Objective — Please find each line in the rows below that contains the word "door" and copy those lines.

Records shown —
— begin —
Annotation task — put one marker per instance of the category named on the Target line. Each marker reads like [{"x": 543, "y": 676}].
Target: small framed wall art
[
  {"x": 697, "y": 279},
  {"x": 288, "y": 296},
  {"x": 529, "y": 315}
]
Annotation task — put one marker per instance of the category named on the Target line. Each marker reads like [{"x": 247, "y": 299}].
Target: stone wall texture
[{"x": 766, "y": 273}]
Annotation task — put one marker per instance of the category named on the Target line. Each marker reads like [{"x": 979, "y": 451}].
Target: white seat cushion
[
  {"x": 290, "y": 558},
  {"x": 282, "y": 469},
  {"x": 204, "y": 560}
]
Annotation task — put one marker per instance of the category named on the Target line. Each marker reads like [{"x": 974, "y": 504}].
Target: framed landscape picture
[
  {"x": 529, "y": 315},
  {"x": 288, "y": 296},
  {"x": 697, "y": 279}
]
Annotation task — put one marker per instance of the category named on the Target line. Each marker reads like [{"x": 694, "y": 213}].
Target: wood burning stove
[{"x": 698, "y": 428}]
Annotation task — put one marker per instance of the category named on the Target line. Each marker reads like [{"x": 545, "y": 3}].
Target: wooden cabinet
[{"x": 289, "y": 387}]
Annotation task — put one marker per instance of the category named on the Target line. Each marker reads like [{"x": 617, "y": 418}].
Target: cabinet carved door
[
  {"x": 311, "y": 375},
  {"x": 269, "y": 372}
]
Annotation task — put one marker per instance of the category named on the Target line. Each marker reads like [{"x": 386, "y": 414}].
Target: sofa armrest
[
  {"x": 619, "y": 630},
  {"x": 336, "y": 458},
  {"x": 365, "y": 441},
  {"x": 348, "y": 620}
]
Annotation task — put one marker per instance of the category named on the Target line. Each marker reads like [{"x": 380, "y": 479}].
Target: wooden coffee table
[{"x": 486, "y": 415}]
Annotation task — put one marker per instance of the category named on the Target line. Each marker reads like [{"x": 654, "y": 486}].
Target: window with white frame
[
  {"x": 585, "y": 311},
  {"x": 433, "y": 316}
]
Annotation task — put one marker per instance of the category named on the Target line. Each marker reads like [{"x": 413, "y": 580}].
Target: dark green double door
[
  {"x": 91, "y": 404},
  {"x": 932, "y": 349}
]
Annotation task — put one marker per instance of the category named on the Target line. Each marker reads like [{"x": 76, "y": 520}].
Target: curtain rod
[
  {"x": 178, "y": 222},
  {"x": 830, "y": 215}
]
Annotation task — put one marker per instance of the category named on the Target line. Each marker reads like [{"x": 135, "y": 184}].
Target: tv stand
— end —
Reply —
Target: cabinet carved door
Target: dark green double door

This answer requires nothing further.